◆ EXTRACT TO READ:
June 10, 1857, the difference between the Volga Hotel Stock Company and Alfred Lasher was arbitrated by William Bonine, B.B. Allen and Thomas Harper, who awarded $200 to Lasher.

Reapers and Threshing Machines in 1857, Fayette, County---PLEASANT VALLEY: A.P. Bartholomew- half a thresher $100, James Connor Sr.- threshing $250, Joseph Forbes-threshing $100, James Kinyon-threshing $250, Jacob Laymon-threshing $100; FAIRFIELD: Vernon Arbuckle-half threshing $60, Selly Sherman-half threshing $60, Robert Ward-threshing $150; PUTMAN: Stephen Wescott-reaper $80; WINDSOR: John Bare-half threshing $80, Abraham Bare-half threshing $80, B. Craft-threshing $160, Abraham Craft-reaper $65, Hance Cummings-reaper $100, Thomas McMarry-half reaper $40, Thomas Turner-thresher and reaper $250; RICHLAND (now BETHEL), AUBURN, CLEMONT, JEFFERSON, BANKS, FREMONT, ILLYRA, AND EDEN: none; WEST UNION: Jesse Dollarhide-half reaper $50; DOVER: Elijah Pierce-reaper $50; ORAN: James Hurd-threshing $150, David Simpson-threshing $50; WESTFIELD (which then included the present townships of CENTER, HARLAN, SMITHFIELD, and SCOTT: Edwin Cave-reaper $90, John V. Dunham-threshing $90; TOTAL FOR THE COUNTY: Threshing machine=13, Reapers= 8, Total+=21.

Some Questions: There were many farmers at this time owning land and living in all of the different townships. It would be interesting to know why Windsor Township in 1857 had one third of all the reapers and threshing machines in Fayette County. Did some good machinery salesmen cover that particular territory? Were the farmers there more progressive? Was more grain then grown there than elsewhere in the county? What kind of reapers and threshing machines could our farmer ancestors buy in 1857?

Deed records show in 1854 Robert Alexander and Samuel H. Robertson acquired title to the land around Big Rock. In June, 1857, they deeded it to L. Cadmus and Julia Ann Toles. Cadmus conveyed his interest to Roles in March, 1858. In April, 1858, Toles deeded some land close by to Clerment (Clemont?) C. Cole and the deed recited: "The said Toles reserves the right of dreening the Volga." In Sept., 1858, Toles deeded to A.E. Chambers a small lot (which includes big Rock and the spring) and the description ended thus: "thence on the bank of the Volga as it now is since the dam make below east to the place of beginning, containing 3 acres, more or less". In 1861, this tract was included in land deeded by A.E. Chambers, I.M. Chambers, M.A. Spatcher and Thomas Spatcher to Ransom N. Soper. The land was sold at tax sale in 1869 (for $2.10 tax unpaid) to P. T. Crowell who secured his tax deed in 1872. In 1938 it was part of the Fred Holmes estate farm.

◆ EXTRACTED DATA:
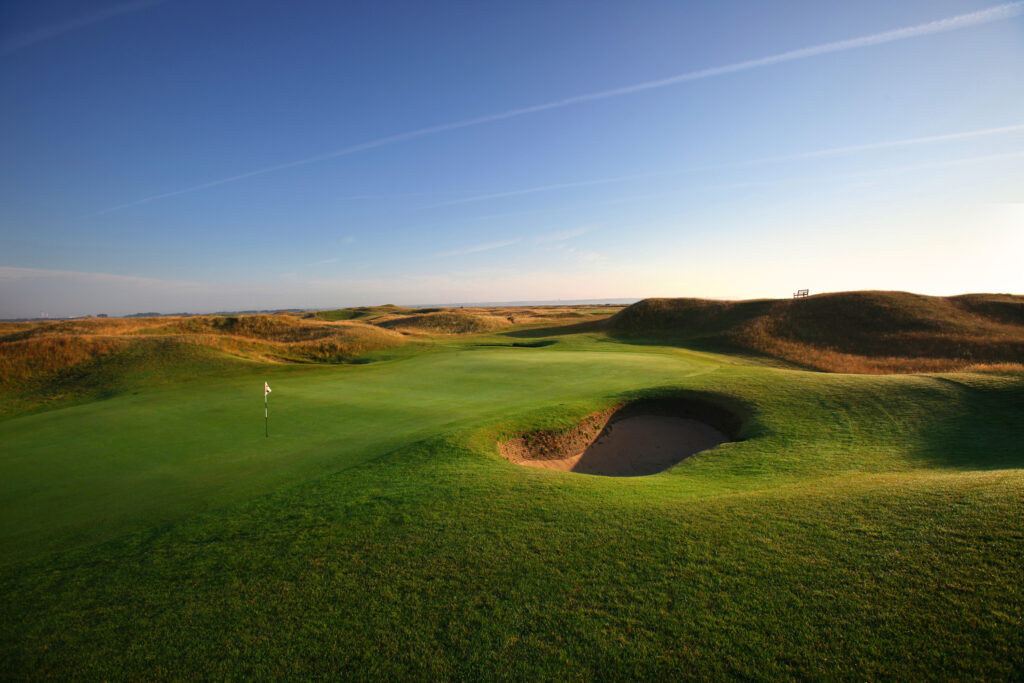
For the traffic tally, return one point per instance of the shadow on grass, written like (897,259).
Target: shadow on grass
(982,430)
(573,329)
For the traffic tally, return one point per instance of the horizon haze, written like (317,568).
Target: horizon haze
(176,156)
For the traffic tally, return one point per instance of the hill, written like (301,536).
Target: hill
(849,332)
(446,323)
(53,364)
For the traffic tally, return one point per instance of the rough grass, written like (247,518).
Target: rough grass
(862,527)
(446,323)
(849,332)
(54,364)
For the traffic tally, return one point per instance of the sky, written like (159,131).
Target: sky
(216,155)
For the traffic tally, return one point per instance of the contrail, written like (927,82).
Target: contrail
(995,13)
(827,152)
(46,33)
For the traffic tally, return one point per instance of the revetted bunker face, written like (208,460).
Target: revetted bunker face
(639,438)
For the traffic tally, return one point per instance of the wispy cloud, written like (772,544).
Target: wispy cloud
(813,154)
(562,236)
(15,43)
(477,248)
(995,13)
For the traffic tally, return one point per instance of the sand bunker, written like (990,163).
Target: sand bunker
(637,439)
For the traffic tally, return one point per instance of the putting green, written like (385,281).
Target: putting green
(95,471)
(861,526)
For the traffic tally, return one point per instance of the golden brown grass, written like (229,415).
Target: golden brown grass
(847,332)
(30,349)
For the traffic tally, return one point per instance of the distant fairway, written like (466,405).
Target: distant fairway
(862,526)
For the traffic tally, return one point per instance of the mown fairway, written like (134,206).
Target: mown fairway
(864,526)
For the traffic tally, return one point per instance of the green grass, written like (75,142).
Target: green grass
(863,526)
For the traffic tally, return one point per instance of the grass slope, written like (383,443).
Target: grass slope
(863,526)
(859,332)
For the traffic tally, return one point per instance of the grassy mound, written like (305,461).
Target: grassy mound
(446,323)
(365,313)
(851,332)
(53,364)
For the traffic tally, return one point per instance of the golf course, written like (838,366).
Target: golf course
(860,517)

* * *

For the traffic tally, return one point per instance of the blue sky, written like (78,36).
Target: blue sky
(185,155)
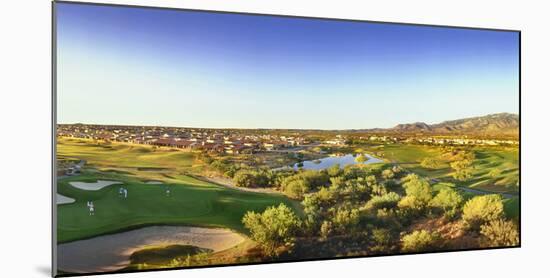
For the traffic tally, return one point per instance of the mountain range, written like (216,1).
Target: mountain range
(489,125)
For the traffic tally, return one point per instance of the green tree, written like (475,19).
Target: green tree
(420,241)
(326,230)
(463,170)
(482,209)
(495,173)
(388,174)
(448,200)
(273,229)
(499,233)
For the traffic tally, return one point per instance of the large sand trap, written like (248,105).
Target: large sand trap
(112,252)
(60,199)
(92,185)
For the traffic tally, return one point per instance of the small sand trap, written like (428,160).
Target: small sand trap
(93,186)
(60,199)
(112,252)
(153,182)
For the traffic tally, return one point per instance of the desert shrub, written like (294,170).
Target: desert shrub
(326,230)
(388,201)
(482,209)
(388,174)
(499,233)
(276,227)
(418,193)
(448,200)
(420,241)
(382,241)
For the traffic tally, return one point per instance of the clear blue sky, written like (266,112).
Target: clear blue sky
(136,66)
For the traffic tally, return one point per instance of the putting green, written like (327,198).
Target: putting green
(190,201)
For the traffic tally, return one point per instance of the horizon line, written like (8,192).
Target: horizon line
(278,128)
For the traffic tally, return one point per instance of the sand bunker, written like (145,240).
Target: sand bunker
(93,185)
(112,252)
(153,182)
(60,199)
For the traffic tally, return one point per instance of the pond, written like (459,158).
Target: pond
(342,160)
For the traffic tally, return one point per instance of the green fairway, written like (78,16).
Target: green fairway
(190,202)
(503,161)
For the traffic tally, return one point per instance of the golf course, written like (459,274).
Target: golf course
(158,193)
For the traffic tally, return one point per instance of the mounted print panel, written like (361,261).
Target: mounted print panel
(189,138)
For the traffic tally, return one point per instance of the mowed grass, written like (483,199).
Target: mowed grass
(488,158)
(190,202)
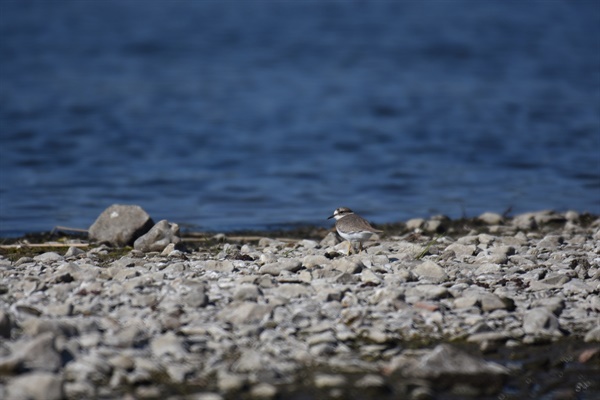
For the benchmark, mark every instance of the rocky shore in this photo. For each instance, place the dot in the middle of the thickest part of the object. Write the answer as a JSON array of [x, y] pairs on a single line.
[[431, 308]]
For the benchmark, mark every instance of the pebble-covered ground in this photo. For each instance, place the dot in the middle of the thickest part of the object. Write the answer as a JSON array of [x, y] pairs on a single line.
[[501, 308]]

◆ REQUIRED ACTION 1: For each statement about the Fayette County history text, answer yes or no and quote the words of the text that decide it. (a) Elijah Pierce of Dover owned a reaper worth $50. (b) The arbitrators awarded $300 to Alfred Lasher. (c) The land was sold at a tax sale in 1869 to P. T. Crowell.
◆ REQUIRED ACTION 2: Reproduce the Fayette County history text from "Some Questions: There" to "buy in 1857?".
You will not need the lines to do this work.

◆ TASK SOLUTION 1:
(a) Yes: "DOVER: Elijah Pierce-reaper $50"
(b) No: "who awarded $200 to Lasher"
(c) Yes: "The land was sold at tax sale in 1869 (for $2.10 tax unpaid) to P. T. Crowell"

◆ TASK SOLUTION 2:
Some Questions: There were many farmers at this time owning land and living in all of the different townships. It would be interesting to know why Windsor Township in 1857 had one third of all the reapers and threshing machines in Fayette County. Did some good machinery salesmen cover that particular territory? Were the farmers there more progressive? Was more grain then grown there than elsewhere in the county? What kind of reapers and threshing machines could our farmer ancestors buy in 1857?